#### WRITTEN PROBLEM:
Arrange the text of the rows as a JSON list of strings, one string per line with blank lines omitted, covering the stretch that opens at the start of the rows and closes with the line containing "(160, 49), (331, 111)", both ends included. Leave the pictures out of the answer.

#### STORED DATA:
_ _ _ _ _ _ _

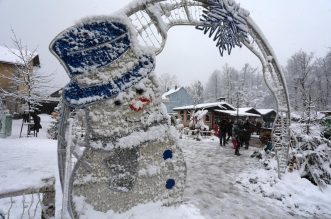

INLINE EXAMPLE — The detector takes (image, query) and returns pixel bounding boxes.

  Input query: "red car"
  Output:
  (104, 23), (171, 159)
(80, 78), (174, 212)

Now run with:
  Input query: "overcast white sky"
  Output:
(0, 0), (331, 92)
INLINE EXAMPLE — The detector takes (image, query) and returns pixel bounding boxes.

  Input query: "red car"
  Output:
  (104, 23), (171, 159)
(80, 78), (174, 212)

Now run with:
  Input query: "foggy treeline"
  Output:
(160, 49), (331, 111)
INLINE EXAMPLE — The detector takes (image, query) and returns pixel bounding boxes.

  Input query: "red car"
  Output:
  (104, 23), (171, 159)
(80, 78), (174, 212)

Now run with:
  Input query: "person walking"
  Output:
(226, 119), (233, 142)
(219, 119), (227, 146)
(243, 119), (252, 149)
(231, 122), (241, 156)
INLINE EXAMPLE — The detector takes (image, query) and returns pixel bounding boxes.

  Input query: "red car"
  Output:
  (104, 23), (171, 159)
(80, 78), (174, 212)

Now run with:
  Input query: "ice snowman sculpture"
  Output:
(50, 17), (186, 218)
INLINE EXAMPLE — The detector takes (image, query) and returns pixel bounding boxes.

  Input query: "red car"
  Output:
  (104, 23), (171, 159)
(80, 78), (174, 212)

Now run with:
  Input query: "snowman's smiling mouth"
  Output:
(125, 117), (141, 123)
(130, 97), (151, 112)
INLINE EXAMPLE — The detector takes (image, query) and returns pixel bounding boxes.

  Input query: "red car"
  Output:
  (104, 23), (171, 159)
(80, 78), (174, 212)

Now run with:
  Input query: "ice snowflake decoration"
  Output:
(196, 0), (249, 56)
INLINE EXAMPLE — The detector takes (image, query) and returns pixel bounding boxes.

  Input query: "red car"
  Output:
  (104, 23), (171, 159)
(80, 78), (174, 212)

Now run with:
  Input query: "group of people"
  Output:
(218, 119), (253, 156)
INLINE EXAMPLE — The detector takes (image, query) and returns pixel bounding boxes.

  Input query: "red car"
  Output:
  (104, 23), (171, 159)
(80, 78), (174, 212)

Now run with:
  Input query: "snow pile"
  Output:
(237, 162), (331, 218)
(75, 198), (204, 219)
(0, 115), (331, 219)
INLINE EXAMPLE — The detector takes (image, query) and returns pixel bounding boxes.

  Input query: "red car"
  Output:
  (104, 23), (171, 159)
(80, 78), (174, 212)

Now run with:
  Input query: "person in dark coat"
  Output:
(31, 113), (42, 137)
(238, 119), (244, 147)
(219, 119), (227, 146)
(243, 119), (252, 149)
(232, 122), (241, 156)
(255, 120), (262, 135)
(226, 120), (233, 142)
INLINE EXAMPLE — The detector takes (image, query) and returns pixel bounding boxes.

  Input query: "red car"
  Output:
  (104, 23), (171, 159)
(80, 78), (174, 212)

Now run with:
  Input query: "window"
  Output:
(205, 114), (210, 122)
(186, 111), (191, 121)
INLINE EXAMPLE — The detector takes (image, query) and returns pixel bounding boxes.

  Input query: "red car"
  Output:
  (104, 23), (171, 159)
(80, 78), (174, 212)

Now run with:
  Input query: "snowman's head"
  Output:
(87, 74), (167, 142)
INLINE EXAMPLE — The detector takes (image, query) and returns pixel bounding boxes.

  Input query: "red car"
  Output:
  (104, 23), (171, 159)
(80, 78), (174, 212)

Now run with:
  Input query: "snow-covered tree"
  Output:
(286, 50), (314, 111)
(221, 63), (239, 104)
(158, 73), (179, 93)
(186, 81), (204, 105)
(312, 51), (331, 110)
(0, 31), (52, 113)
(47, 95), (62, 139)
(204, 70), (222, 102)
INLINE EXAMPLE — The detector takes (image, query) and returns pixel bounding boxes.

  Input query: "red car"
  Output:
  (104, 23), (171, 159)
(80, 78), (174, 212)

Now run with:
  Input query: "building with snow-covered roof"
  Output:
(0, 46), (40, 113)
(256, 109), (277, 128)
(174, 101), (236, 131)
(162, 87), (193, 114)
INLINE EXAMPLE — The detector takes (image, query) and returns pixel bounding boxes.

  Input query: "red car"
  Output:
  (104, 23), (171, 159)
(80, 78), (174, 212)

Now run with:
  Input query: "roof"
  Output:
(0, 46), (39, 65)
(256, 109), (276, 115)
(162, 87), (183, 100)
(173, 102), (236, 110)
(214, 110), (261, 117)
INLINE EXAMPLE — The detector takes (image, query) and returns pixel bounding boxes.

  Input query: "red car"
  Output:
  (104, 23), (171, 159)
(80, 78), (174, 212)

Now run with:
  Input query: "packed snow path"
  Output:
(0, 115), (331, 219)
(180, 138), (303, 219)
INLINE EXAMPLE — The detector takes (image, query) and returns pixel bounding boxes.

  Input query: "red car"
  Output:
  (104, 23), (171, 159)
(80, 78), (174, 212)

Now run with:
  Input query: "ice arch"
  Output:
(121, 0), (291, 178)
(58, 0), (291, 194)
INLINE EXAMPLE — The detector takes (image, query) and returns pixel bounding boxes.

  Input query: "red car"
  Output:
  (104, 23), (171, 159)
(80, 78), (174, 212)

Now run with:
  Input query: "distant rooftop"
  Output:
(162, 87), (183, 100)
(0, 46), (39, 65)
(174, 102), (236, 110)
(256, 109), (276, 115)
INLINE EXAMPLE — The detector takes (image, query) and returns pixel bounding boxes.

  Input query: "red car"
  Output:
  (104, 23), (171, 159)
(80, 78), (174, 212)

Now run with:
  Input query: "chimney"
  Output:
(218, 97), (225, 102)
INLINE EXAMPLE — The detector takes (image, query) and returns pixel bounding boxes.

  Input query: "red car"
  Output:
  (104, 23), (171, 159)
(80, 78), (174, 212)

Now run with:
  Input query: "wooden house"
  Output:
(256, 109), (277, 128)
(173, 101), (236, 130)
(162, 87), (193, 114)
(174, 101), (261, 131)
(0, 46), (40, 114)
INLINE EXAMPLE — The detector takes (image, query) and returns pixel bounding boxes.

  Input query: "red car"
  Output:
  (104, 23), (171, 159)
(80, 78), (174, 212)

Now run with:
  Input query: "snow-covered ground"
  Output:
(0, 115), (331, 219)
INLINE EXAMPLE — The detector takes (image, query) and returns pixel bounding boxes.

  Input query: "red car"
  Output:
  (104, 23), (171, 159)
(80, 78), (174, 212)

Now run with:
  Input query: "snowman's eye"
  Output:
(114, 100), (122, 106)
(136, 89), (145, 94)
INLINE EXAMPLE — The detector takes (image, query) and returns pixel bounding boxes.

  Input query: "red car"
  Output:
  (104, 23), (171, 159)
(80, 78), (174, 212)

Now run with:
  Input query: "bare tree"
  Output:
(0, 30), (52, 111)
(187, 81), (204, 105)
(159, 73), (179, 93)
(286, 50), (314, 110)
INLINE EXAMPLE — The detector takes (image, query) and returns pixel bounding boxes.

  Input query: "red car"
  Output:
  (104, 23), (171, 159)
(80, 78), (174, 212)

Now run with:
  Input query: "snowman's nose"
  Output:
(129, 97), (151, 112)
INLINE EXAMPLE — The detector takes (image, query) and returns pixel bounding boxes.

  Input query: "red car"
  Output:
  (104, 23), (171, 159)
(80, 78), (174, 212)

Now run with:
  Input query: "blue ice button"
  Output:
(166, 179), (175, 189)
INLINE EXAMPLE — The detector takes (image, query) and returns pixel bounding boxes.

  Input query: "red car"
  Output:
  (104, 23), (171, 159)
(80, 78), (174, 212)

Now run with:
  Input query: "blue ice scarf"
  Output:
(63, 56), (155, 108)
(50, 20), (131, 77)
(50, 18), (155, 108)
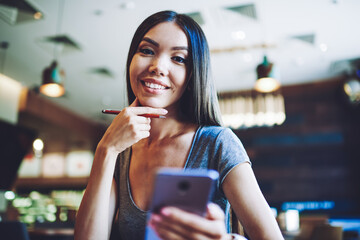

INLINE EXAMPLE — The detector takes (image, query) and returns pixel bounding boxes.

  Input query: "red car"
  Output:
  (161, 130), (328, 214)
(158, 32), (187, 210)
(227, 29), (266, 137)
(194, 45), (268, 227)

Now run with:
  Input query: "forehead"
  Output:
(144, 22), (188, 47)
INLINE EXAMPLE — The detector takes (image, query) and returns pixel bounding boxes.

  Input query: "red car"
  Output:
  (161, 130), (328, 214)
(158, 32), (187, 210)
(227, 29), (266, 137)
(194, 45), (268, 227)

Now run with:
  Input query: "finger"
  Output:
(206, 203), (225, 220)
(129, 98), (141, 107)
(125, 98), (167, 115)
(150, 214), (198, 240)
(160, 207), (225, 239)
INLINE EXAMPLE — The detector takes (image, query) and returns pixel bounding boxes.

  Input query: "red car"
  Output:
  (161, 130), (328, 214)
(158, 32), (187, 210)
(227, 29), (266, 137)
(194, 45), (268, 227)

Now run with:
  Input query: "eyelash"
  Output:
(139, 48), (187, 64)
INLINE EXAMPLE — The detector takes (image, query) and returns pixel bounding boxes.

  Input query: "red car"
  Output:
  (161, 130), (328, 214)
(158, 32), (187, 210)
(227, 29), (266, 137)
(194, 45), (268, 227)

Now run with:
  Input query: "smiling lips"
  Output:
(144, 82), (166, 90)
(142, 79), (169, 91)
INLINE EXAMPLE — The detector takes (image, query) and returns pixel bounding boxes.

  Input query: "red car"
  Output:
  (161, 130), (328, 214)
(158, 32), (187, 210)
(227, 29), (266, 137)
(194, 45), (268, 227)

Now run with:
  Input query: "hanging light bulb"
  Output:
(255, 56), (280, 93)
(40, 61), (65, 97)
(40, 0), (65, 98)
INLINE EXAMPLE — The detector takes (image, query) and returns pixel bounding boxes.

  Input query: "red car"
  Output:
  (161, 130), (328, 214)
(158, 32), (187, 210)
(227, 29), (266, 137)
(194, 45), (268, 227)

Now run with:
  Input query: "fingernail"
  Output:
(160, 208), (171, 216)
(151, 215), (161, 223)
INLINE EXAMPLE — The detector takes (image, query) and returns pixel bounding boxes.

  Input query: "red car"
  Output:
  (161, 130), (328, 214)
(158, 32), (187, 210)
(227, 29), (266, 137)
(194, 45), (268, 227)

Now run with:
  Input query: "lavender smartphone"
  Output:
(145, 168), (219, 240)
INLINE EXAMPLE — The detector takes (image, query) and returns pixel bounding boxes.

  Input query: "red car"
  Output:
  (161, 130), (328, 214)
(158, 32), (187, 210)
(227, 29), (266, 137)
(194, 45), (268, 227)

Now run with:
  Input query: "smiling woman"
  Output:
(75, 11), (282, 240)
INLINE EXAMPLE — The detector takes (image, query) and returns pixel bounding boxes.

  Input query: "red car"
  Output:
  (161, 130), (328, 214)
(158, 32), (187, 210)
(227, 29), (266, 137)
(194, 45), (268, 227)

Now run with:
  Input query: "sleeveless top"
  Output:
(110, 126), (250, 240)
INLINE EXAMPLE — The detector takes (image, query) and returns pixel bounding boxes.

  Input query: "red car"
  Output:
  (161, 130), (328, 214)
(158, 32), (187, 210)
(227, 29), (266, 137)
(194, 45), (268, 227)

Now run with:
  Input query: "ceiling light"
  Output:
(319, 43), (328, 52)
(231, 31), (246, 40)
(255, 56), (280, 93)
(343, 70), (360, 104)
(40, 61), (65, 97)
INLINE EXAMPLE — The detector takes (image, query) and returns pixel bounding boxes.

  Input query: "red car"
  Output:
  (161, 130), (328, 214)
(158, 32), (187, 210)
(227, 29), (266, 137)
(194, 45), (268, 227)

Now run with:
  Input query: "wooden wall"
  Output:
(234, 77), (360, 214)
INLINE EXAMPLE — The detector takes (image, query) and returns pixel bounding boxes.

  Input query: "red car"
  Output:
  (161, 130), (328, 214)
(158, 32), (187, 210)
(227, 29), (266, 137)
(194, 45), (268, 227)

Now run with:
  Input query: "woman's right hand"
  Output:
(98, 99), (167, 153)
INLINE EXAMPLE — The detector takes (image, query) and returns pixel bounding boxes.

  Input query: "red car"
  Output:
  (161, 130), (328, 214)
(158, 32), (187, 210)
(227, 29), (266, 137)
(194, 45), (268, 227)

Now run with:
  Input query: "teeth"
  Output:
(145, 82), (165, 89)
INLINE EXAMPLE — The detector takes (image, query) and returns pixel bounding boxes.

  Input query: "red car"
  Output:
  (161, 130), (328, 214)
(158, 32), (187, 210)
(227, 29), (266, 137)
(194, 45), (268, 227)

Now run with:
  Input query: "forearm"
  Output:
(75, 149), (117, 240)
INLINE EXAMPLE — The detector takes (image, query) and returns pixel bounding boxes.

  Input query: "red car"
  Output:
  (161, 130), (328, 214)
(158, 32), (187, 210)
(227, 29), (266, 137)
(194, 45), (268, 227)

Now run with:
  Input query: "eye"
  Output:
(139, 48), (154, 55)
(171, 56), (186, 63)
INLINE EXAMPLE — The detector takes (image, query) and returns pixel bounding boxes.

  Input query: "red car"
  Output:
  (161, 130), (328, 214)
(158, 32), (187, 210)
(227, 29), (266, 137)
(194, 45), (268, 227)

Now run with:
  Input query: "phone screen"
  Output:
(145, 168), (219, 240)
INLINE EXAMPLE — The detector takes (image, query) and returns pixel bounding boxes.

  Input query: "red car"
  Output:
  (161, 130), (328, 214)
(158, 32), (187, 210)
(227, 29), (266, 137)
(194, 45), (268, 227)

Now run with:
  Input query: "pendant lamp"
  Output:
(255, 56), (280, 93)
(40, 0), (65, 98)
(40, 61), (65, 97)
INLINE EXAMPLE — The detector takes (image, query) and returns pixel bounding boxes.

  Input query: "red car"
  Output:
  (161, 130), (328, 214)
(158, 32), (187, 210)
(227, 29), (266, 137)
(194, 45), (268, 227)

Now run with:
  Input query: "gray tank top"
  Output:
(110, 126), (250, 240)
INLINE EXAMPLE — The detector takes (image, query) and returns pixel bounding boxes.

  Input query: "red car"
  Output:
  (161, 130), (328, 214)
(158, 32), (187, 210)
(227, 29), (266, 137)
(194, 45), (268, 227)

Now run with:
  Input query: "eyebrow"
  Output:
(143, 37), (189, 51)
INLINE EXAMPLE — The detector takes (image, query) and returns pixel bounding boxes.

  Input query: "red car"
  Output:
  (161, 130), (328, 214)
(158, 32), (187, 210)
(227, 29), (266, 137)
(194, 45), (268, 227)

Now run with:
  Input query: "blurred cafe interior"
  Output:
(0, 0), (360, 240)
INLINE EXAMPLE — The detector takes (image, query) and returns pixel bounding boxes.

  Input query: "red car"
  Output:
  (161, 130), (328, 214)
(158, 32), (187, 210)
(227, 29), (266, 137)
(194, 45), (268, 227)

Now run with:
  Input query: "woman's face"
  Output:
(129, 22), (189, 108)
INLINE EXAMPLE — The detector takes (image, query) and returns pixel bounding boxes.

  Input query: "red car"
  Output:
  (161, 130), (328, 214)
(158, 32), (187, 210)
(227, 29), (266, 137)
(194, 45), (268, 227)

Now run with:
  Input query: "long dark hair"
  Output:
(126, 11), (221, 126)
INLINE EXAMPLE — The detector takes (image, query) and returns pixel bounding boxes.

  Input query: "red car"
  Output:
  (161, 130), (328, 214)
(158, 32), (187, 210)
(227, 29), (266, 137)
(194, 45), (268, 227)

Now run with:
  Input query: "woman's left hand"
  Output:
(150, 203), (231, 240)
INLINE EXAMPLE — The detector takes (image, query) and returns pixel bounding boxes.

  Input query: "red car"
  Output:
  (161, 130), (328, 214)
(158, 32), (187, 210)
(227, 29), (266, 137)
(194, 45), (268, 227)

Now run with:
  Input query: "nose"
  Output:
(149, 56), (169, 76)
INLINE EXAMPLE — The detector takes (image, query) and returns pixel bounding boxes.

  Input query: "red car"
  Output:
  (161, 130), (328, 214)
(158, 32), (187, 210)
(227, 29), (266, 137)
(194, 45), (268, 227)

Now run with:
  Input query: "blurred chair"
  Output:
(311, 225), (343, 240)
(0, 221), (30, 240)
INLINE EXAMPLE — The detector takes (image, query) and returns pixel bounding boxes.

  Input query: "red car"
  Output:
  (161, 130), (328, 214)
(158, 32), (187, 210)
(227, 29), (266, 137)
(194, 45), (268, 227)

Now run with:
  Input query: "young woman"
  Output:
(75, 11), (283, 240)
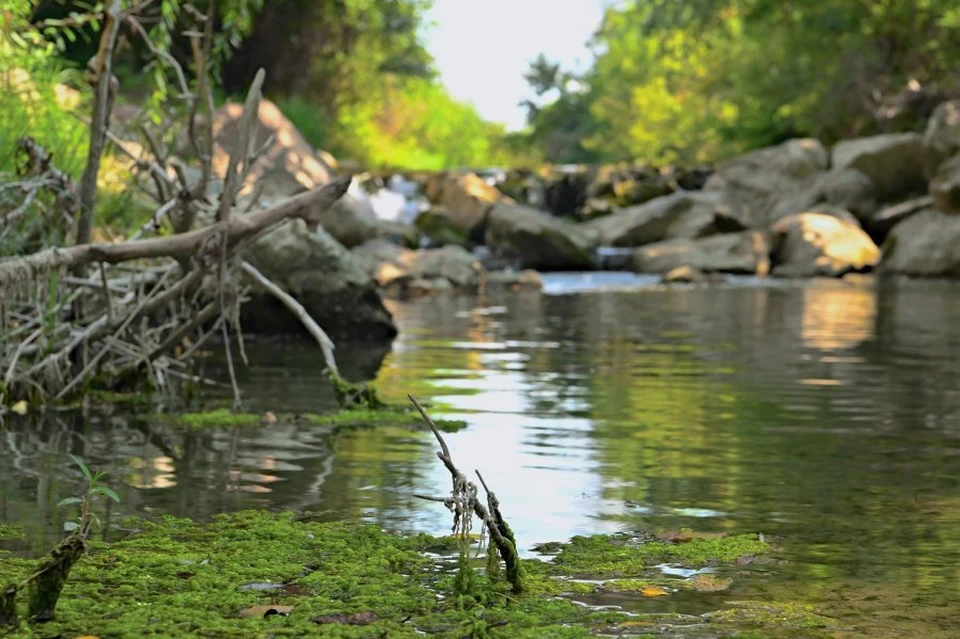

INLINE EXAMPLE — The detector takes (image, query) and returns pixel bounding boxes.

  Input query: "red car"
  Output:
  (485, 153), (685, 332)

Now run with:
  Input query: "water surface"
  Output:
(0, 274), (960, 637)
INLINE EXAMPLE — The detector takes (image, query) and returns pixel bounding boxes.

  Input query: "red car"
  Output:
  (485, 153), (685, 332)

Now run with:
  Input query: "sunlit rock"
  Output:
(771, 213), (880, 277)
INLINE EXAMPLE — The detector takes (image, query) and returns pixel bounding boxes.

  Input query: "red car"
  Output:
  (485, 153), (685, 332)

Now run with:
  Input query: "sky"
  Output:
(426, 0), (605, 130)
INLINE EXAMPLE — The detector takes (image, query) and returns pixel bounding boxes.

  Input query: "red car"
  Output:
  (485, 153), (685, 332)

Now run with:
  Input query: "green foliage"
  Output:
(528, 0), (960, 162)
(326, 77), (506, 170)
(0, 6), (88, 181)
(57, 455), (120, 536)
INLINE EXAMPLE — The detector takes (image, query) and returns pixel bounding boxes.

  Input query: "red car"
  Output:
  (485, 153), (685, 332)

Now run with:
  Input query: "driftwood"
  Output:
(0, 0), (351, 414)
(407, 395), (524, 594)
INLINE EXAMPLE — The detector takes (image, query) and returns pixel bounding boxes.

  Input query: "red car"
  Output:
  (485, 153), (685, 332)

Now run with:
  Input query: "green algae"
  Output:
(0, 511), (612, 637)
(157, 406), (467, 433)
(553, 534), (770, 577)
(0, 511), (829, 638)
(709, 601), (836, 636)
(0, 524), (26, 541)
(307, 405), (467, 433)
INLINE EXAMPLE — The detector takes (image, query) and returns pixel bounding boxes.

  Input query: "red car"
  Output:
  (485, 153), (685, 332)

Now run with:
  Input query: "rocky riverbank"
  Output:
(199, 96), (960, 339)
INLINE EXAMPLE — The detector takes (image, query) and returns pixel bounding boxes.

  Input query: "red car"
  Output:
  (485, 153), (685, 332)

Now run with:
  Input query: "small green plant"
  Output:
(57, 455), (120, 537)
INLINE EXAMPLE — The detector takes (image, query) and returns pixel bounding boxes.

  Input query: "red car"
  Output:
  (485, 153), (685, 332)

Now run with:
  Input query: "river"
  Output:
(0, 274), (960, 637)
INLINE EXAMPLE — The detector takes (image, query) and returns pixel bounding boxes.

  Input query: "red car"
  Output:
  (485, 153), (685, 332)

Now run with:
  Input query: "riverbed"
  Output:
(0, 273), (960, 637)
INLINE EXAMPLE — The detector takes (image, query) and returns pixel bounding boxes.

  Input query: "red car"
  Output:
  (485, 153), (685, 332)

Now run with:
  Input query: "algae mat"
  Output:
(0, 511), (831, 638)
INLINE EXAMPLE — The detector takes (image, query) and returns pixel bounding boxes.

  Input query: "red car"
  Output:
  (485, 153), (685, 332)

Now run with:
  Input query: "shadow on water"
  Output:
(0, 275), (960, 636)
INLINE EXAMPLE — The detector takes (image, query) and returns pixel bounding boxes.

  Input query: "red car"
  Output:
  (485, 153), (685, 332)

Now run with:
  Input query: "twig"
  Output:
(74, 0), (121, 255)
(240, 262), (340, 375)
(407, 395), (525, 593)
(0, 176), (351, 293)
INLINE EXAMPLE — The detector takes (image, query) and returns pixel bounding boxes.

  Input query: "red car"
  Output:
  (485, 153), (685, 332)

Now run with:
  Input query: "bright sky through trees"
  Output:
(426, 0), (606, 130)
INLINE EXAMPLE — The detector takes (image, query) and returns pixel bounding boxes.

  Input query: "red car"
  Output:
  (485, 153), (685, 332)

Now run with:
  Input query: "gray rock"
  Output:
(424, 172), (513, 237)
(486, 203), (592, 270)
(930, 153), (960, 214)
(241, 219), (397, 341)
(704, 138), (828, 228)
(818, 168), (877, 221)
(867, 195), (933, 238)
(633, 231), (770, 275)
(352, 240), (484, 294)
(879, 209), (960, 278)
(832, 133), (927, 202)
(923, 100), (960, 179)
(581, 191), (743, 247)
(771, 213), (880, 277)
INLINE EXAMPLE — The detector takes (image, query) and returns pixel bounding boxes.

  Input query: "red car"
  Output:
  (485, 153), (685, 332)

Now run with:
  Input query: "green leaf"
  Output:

_ _ _ _ _ _ _

#### FINAL RESULT:
[
  "INLINE EXAMPLE — The detector takes (image, query) and returns pixel bounding boxes.",
  "  Input query: \"red car\"",
  "  Output:",
  "  (104, 23), (171, 159)",
  "(80, 78), (174, 212)",
  "Now run with:",
  "  Input query: \"overcast white sky\"",
  "  Output:",
  "(0, 0), (331, 92)",
  "INLINE EXAMPLE — The detector takes (image, query) and returns pixel bounding boxes.",
  "  Input query: \"red car\"",
  "  Output:",
  "  (104, 23), (171, 159)",
  "(80, 78), (174, 212)",
  "Now run with:",
  "  Input query: \"foggy treeline\"",
  "  Output:",
  "(160, 49), (331, 111)"
]